説明

ポリイミド系樹脂及び該ポリイミド系樹脂の製造方法並びに該ポリイミド系樹脂を用いた接着剤組成物、接着剤シート、印刷用インキ組成物及びプリント回路基板

【課題】 耐熱性と低温接着性及び絶縁信頼性を兼ね揃えた接着剤組成物、特にプリント回路板に有用な接着剤組成物及びそのシート、印刷用インキ、さらにはこれらを用いたプリント回路版を提供することにある。
【解決手段】末端にカルボキシル基または水酸基を有する脂肪族ポリエステル、ブタジエン系ゴム及びダイマー酸の群より選ばれた1種以上が共重合されたポリイミド系樹脂にラジカル重合性単量体がグラフト重合され、酸価が30〜300eq/10gであるポイリイミ
ド系樹脂。

【発明の詳細な説明】
【技術分野】
【0001】
本発明は新規なポリイミド系樹脂好ましくはポリアミドイミド樹脂、及び該ポリイミド系樹脂の製造方法並びに該ポリイミド系樹脂を用いた接着剤組成物、接着剤シート、印刷用インキ組成物及びプリント回路基板に関する。更に好ましくは低沸点溶剤に溶解するため作業性に優れる耐熱性接着剤組成物、接着剤シート、印刷用インキ組成物、及びこれらを用いたプリント回路基板に関する。
【背景技術】
【0002】
従来、耐熱性接着剤としてはポリイミド系樹脂やエポキシ樹脂等を主成分とする材料が用いられてきたが、これらの樹脂を用いるに於いていくつかの問題があった。
その一つに耐熱性と低温接着性の両立が困難であったことが挙げられる。即ち、従来、ポリイミド系接着剤は耐熱性に優れるが故に高温で接着させる強力な加熱設備が必要であり、一方、低温で接着できるエポキシ系接着剤は耐熱性に劣るという問題があった。
上記の低温接着性と耐熱性の両立についての具体的な方法がいくつか提案されている。例えば、耐熱性エポキシ樹脂、マレイミド樹脂を用いるなどの方法があるが、これらの樹脂はその硬化密度の高さから脆いため、用途が限られる。また、特許文献1には特定構造を有するポリエーテルイミドにエポキシ樹脂を配合させて低温接着性と耐熱性を両立させることが示されているが、その内容によれば接着時間を数分にしようとすれば200℃の接着温度が必要であり十分な低温接着性とは言い難い。また、ポリアミドイミド系の耐熱接着剤も提案されており、たとえば特許文献2、特許文献3にはアクリロニトリルーブタジエンが共重合されたポリアミドイミド及びこれを用いた半導体用接着剤が、また特許文献4、特許文献5にはダイマー酸が共重合されたポリアミドイミド及びこれを用いた半導体用接着剤が提案されているが、前者は低温接着性や耐ハンダ性は優れるが、高温高湿下で銅箔の回路部分がデンドライトを生成してマイグレーションを起こしやすいという欠点があり、後者は樹脂の柔軟性に欠けるため接着性が不足するなどの欠点があった。
^^^^^^^^^^^^^^^^
◆ 設問
1: 本文について、次の問いに答えてください。
(a) 従来、耐熱性接着剤の主成分として用いられてきたのはどのような樹脂ですか。
(b) 特許文献1の方法で接着時間を数分にするには、何℃の接着温度が必要とされていますか。
(c) ダイマー酸が共重合されたポリアミドイミドには、どのような欠点があると述べられていますか。
2: 本文のうち「ポリイミド系樹脂及び該ポリイ」から「回路版を提供することにある。」までを、一字一句違えずに書き写してください。

◆ データ抜粋
^^^^^^^^^^^^^^^^
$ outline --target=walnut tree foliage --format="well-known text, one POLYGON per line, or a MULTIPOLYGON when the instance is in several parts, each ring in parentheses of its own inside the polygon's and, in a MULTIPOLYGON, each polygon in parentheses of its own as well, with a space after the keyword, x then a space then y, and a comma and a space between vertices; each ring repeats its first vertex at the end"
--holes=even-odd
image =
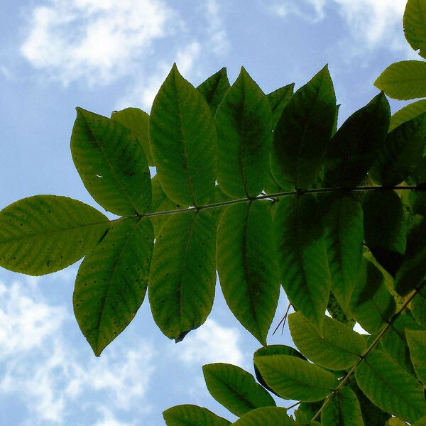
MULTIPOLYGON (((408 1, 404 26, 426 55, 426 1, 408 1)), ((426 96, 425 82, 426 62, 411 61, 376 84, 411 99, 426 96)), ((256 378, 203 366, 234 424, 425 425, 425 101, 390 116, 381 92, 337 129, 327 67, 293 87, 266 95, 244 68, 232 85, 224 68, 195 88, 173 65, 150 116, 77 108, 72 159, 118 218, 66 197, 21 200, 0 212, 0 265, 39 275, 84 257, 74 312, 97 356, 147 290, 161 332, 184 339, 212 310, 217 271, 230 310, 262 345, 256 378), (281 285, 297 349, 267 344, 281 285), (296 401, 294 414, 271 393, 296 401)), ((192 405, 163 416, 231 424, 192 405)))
^^^^^^^^^^^^^^^^
◆ 解答例
1:
(a) ポリイミド系樹脂やエポキシ樹脂等です。
(b) 200℃です。
(c) 樹脂の柔軟性に欠けるため、接着性が不足するという欠点です。

2:
ポリイミド系樹脂及び該ポリイミド系樹脂の製造方法並びに該ポリイミド系樹脂を用いた接着剤組成物、接着剤シート、印刷用インキ組成物及びプリント回路基板

【課題】 耐熱性と低温接着性及び絶縁信頼性を兼ね揃えた接着剤組成物、特にプリント回路板に有用な接着剤組成物及びそのシート、印刷用インキ、さらにはこれらを用いたプリント回路版を提供することにある。